- **Required action**:
Pull each line containing "stone" from the data.

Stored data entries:

+--

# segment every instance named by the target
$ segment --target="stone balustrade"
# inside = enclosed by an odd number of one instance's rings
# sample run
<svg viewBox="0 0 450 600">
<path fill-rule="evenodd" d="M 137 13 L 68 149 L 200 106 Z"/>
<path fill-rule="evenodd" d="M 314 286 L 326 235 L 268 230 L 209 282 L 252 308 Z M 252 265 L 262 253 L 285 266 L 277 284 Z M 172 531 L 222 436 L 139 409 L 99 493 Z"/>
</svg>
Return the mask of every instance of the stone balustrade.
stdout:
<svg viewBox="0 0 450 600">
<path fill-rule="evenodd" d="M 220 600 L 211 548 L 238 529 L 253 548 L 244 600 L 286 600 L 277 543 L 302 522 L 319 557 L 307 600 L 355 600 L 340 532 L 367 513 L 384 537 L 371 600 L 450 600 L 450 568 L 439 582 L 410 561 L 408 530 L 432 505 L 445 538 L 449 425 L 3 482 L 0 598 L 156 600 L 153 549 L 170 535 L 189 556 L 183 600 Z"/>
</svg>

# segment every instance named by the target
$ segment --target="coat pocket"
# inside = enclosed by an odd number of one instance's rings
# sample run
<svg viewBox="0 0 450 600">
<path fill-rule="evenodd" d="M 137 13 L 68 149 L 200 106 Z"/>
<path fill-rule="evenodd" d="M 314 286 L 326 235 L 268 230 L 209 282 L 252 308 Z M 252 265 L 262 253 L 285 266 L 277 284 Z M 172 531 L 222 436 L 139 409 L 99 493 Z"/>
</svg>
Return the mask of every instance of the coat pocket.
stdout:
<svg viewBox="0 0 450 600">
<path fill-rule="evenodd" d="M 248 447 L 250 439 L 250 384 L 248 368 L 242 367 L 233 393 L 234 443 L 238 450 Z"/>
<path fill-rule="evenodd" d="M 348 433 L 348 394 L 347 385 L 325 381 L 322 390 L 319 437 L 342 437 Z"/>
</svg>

+--

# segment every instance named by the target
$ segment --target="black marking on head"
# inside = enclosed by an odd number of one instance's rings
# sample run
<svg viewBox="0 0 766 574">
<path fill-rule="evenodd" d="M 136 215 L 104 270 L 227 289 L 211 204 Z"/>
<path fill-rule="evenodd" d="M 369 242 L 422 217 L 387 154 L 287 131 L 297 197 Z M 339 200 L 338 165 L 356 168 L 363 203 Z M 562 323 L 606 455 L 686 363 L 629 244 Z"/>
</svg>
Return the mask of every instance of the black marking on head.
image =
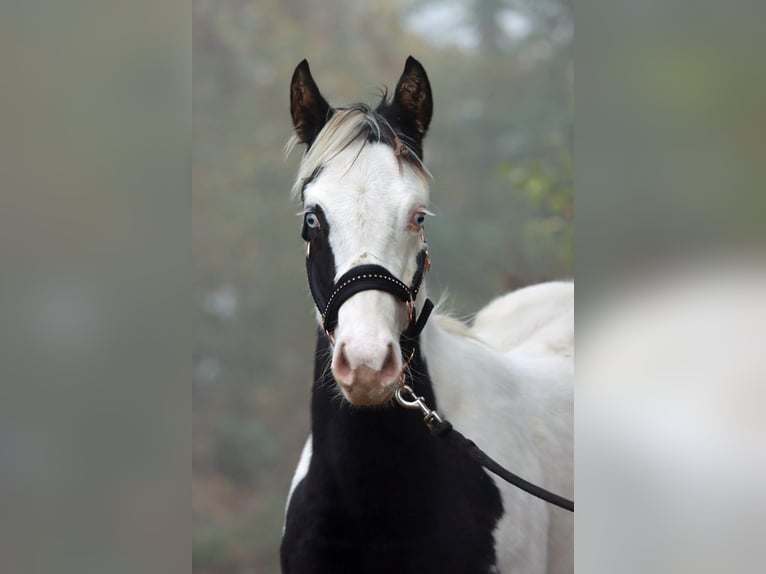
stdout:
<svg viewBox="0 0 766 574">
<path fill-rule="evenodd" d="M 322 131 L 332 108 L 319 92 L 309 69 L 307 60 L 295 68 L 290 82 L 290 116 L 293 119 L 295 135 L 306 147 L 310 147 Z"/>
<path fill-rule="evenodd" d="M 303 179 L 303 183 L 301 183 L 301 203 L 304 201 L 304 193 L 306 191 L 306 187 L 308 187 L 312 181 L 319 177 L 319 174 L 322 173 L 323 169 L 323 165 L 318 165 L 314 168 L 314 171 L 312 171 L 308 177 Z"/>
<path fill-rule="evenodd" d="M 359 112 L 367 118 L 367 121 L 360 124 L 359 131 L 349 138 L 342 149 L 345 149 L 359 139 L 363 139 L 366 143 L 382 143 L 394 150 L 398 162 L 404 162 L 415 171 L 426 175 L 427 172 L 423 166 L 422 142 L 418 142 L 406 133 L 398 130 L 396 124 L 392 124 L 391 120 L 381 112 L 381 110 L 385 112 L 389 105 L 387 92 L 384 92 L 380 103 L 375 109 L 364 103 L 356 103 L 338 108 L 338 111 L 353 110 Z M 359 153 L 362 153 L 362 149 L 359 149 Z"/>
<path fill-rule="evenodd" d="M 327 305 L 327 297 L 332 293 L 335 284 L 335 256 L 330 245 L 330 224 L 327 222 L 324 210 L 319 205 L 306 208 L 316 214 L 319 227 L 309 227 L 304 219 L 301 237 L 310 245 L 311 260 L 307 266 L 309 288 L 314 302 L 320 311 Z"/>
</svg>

+--

- **Answer to this problem**:
$ segment --target="stone balustrade"
Return the mask of every instance of the stone balustrade.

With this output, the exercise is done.